* start RECORDS SHOWN *
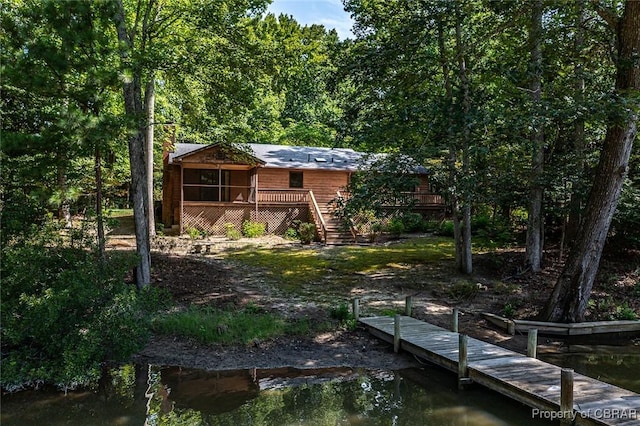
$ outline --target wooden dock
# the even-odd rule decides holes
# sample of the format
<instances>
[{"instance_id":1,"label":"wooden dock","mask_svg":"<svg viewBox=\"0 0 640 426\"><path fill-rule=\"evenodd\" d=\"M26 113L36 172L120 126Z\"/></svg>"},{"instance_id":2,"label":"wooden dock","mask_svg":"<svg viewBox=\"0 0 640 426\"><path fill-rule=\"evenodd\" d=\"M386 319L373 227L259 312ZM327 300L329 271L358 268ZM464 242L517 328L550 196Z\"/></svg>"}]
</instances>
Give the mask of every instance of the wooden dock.
<instances>
[{"instance_id":1,"label":"wooden dock","mask_svg":"<svg viewBox=\"0 0 640 426\"><path fill-rule=\"evenodd\" d=\"M372 335L394 342L394 318L368 317L359 322ZM408 316L399 316L399 330L396 344L400 350L459 373L462 339L458 333ZM522 402L532 407L534 418L562 420L563 416L566 423L572 417L579 425L640 425L640 395L634 392L574 374L573 410L563 411L562 368L477 339L463 339L467 343L467 368L461 383L478 383Z\"/></svg>"}]
</instances>

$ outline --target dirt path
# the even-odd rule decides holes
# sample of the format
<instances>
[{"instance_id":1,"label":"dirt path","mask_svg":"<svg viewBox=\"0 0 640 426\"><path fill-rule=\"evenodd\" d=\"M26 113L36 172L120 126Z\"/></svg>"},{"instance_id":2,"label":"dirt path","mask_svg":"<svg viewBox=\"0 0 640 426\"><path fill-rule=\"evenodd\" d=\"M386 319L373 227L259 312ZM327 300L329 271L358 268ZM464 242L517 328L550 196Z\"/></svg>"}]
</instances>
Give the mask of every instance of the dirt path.
<instances>
[{"instance_id":1,"label":"dirt path","mask_svg":"<svg viewBox=\"0 0 640 426\"><path fill-rule=\"evenodd\" d=\"M272 238L261 242L251 241L251 244L264 247L291 243ZM124 247L121 240L113 240L112 245ZM210 247L207 254L193 254L191 241L175 238L161 241L156 244L157 250L153 253L153 285L168 289L178 305L228 307L251 303L292 319L307 318L312 321L326 321L330 306L349 301L349 295L333 295L331 299L321 291L316 291L315 297L312 293L304 296L283 293L271 285L260 270L221 260L217 253L228 246L228 242L222 242L215 248ZM362 300L363 315L367 315L368 310L401 309L406 290L401 285L379 284L372 279L367 285L354 287L350 296ZM433 296L426 292L413 291L413 296L414 316L449 326L452 306L436 303ZM462 309L461 330L473 337L515 350L526 349L524 337L507 336L494 330L480 318L481 310L481 306L475 305ZM372 338L361 328L280 338L246 347L203 346L182 338L154 336L134 360L207 370L283 366L397 369L419 365L419 361L413 357L394 354L390 345Z\"/></svg>"},{"instance_id":2,"label":"dirt path","mask_svg":"<svg viewBox=\"0 0 640 426\"><path fill-rule=\"evenodd\" d=\"M521 253L515 252L500 259L496 259L495 255L486 258L476 256L478 272L473 280L477 281L480 291L469 299L453 298L449 293L437 291L438 287L416 285L415 282L424 280L424 274L429 272L420 267L412 267L414 275L408 279L407 276L396 279L384 271L358 277L342 293L327 291L321 284L318 287L318 283L306 283L301 291L286 293L274 286L259 268L223 259L221 253L247 244L258 249L281 246L295 248L295 243L278 237L235 242L217 239L209 241L208 250L206 243L178 237L158 238L155 241L152 284L168 289L178 305L242 307L251 303L291 319L307 318L321 322L328 319L331 307L348 303L354 297L361 299L361 312L366 316L372 312L377 314L380 311L402 309L404 298L411 294L414 297L415 317L448 328L452 308L456 307L461 312L462 332L521 353L526 351L526 336L502 333L489 325L481 314L499 314L500 309L512 300L518 301L520 315L535 313L548 292L548 283L553 282L553 275L557 272L550 268L535 278L524 277L526 281L520 282L509 277L505 291L501 278L510 274L509 271L516 270L515 265L519 262L517 256ZM127 237L116 236L110 240L112 248L130 249L134 244ZM201 253L194 253L194 245L201 246ZM449 271L440 273L446 275ZM414 285L407 286L407 282L414 282ZM518 288L516 293L510 290L512 286ZM541 344L561 343L544 339ZM389 345L370 337L363 329L280 338L246 347L202 346L186 339L155 336L134 360L208 370L284 366L393 369L419 363L409 356L394 354Z\"/></svg>"}]
</instances>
* end RECORDS SHOWN *
◆ YOUR GOAL: Show every line of the records above that contains the string "target". Case counts.

◆ ANSWER BELOW:
$ outline --target wooden dock
$ outline --target dirt path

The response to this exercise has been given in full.